The problem -> Format every line of the records below as a numbered list, leaving out any blank lines.

Bounding-box records
<<<<

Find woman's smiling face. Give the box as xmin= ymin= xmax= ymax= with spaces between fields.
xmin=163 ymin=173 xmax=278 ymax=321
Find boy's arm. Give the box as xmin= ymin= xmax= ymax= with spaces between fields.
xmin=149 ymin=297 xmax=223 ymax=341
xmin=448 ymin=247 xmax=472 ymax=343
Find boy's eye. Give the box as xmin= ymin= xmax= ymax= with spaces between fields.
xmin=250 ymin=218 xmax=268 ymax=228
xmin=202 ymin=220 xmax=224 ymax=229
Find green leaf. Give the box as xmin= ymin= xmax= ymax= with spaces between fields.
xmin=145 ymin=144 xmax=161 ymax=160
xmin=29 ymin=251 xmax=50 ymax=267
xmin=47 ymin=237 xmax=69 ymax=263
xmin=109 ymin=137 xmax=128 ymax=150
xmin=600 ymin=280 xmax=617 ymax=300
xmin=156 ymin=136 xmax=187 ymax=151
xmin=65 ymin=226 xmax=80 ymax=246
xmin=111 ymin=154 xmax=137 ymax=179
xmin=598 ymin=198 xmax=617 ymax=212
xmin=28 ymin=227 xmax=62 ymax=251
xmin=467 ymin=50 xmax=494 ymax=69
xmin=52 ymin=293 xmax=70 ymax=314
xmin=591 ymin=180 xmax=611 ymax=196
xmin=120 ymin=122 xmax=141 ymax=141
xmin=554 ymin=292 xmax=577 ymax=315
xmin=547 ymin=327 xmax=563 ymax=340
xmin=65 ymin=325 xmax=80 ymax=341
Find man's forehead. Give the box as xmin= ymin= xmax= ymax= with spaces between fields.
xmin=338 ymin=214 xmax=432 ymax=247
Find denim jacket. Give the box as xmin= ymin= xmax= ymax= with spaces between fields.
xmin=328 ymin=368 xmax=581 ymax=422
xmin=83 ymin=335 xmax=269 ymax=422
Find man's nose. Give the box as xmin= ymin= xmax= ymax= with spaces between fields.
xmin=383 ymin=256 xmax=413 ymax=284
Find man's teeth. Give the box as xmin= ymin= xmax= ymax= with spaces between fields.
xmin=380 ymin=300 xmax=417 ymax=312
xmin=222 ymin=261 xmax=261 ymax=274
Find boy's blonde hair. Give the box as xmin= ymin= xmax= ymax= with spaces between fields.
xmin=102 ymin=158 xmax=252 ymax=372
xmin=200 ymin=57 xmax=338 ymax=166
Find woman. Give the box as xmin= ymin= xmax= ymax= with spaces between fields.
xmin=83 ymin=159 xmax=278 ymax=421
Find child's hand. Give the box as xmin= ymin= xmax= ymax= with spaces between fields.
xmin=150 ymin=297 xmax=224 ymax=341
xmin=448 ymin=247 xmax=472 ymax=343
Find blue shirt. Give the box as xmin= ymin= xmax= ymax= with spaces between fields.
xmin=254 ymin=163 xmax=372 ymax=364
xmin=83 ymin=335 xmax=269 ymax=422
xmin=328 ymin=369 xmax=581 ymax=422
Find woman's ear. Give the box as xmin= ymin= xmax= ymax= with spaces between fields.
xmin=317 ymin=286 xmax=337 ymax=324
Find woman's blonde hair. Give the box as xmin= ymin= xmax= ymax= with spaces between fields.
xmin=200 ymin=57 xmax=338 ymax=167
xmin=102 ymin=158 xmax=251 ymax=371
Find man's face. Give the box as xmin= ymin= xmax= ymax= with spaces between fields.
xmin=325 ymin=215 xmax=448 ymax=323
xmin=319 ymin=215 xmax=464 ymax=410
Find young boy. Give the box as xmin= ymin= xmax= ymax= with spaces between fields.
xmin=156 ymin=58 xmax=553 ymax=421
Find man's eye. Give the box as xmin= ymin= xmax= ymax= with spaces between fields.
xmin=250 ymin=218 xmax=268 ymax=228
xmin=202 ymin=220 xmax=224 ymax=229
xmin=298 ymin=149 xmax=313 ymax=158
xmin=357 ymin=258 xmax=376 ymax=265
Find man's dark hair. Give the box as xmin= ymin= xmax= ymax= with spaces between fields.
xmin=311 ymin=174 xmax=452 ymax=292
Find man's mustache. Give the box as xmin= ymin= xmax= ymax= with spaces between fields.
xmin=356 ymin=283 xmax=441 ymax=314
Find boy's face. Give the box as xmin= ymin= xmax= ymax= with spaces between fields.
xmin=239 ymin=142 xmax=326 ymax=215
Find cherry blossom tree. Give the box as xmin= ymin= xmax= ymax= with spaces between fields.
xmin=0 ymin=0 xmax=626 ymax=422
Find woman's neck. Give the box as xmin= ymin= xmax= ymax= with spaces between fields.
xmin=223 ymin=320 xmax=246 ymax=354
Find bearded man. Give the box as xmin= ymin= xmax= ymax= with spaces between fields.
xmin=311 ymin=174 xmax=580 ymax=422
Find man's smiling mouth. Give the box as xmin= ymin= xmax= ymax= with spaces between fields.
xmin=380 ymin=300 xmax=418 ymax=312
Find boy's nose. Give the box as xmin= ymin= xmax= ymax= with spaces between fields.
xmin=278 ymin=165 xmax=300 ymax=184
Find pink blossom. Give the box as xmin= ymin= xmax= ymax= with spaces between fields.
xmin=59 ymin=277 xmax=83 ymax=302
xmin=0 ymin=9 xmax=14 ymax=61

>>>>

Correct answer ->
1. Find woman's smiling face. Give the box as xmin= ymin= xmax= ymax= with spaces between fields.
2. xmin=163 ymin=173 xmax=278 ymax=321
3. Find boy's arm. Give the box as xmin= ymin= xmax= ymax= with spaces between fields.
4. xmin=149 ymin=297 xmax=223 ymax=341
5. xmin=448 ymin=247 xmax=472 ymax=343
6. Find boy's eye. Give the box as xmin= ymin= xmax= ymax= with spaces between fields.
7. xmin=250 ymin=218 xmax=268 ymax=228
8. xmin=202 ymin=220 xmax=224 ymax=229
9. Find green leaf. Give the box as xmin= ymin= xmax= ymax= with spaces between fields.
10. xmin=145 ymin=144 xmax=161 ymax=160
11. xmin=29 ymin=251 xmax=50 ymax=267
12. xmin=47 ymin=237 xmax=69 ymax=263
13. xmin=109 ymin=137 xmax=128 ymax=150
14. xmin=600 ymin=280 xmax=617 ymax=300
15. xmin=156 ymin=136 xmax=187 ymax=151
16. xmin=65 ymin=226 xmax=80 ymax=246
17. xmin=111 ymin=154 xmax=137 ymax=179
18. xmin=598 ymin=198 xmax=617 ymax=212
19. xmin=28 ymin=227 xmax=62 ymax=251
20. xmin=467 ymin=50 xmax=494 ymax=69
21. xmin=52 ymin=293 xmax=70 ymax=314
22. xmin=591 ymin=180 xmax=611 ymax=196
23. xmin=120 ymin=122 xmax=141 ymax=141
24. xmin=554 ymin=292 xmax=577 ymax=315
25. xmin=547 ymin=327 xmax=563 ymax=340
26. xmin=65 ymin=325 xmax=80 ymax=341
27. Find man's forehead. Give the box as xmin= ymin= xmax= ymax= with spaces between fields.
28. xmin=338 ymin=214 xmax=432 ymax=247
29. Find denim jacket. Give the box as xmin= ymin= xmax= ymax= with spaces between fields.
30. xmin=328 ymin=368 xmax=581 ymax=422
31. xmin=83 ymin=335 xmax=269 ymax=422
32. Find man's nose. Give the box as xmin= ymin= xmax= ymax= with spaces between fields.
33. xmin=383 ymin=256 xmax=413 ymax=284
34. Find man's teeth. Give the box as xmin= ymin= xmax= ymax= with spaces between fields.
35. xmin=380 ymin=300 xmax=417 ymax=312
36. xmin=222 ymin=261 xmax=261 ymax=274
37. Find boy's blonde hair. Give the box as xmin= ymin= xmax= ymax= with spaces between fields.
38. xmin=102 ymin=158 xmax=252 ymax=372
39. xmin=200 ymin=57 xmax=338 ymax=166
40. Find woman. Give the box as xmin= ymin= xmax= ymax= with spaces between fields.
41. xmin=83 ymin=159 xmax=278 ymax=421
42. Find child's hand. Give the box as xmin= ymin= xmax= ymax= with spaces between fields.
43. xmin=150 ymin=297 xmax=224 ymax=341
44. xmin=448 ymin=247 xmax=472 ymax=343
45. Find blue shirt. Give the box as xmin= ymin= xmax= ymax= with spaces between fields.
46. xmin=254 ymin=163 xmax=372 ymax=364
47. xmin=83 ymin=335 xmax=269 ymax=422
48. xmin=328 ymin=369 xmax=581 ymax=422
49. Find woman's ear. Give the box as xmin= ymin= xmax= ymax= with spaces between fields.
50. xmin=317 ymin=286 xmax=337 ymax=324
51. Find woman's blonde hair. Give the box as xmin= ymin= xmax= ymax= with spaces between fields.
52. xmin=200 ymin=57 xmax=338 ymax=167
53. xmin=102 ymin=158 xmax=251 ymax=371
54. Find man's face. Give the box as xmin= ymin= xmax= ymax= with spaces between fields.
55. xmin=325 ymin=215 xmax=448 ymax=323
56. xmin=319 ymin=215 xmax=464 ymax=410
57. Find young boy. Give the box as xmin= ymin= xmax= ymax= with spaces between fields.
58. xmin=156 ymin=58 xmax=553 ymax=421
59. Find man's eye. Give the box as xmin= ymin= xmax= ymax= with spaces between fields.
60. xmin=250 ymin=218 xmax=268 ymax=228
61. xmin=202 ymin=220 xmax=224 ymax=229
62. xmin=298 ymin=149 xmax=313 ymax=158
63. xmin=357 ymin=258 xmax=376 ymax=265
64. Find man's dark hair. Give the box as xmin= ymin= xmax= ymax= with spaces between fields.
65. xmin=311 ymin=174 xmax=452 ymax=292
66. Find man's mustache. Give the box as xmin= ymin= xmax= ymax= with spaces between fields.
67. xmin=356 ymin=283 xmax=441 ymax=314
68. Find boy's face. Give the box as xmin= ymin= xmax= ymax= with spaces between fields.
69. xmin=239 ymin=142 xmax=326 ymax=215
70. Find cherry blossom tree. Give the box as xmin= ymin= xmax= ymax= with spaces between fields.
71. xmin=0 ymin=0 xmax=626 ymax=422
72. Find woman's neck. Give the box as xmin= ymin= xmax= ymax= with spaces between fields.
73. xmin=223 ymin=320 xmax=246 ymax=354
74. Find bearded man. Give the box as xmin= ymin= xmax= ymax= with spaces between fields.
75. xmin=311 ymin=174 xmax=580 ymax=422
76. Find man's smiling mouth. Give the box as xmin= ymin= xmax= ymax= with spaces between fields.
77. xmin=380 ymin=300 xmax=418 ymax=312
78. Find boy's nose. Give the box as xmin= ymin= xmax= ymax= with spaces between fields.
79. xmin=278 ymin=165 xmax=300 ymax=184
80. Find pink blossom. Give the box as xmin= ymin= xmax= ymax= with spaces between fields.
81. xmin=59 ymin=277 xmax=83 ymax=302
82. xmin=0 ymin=9 xmax=14 ymax=61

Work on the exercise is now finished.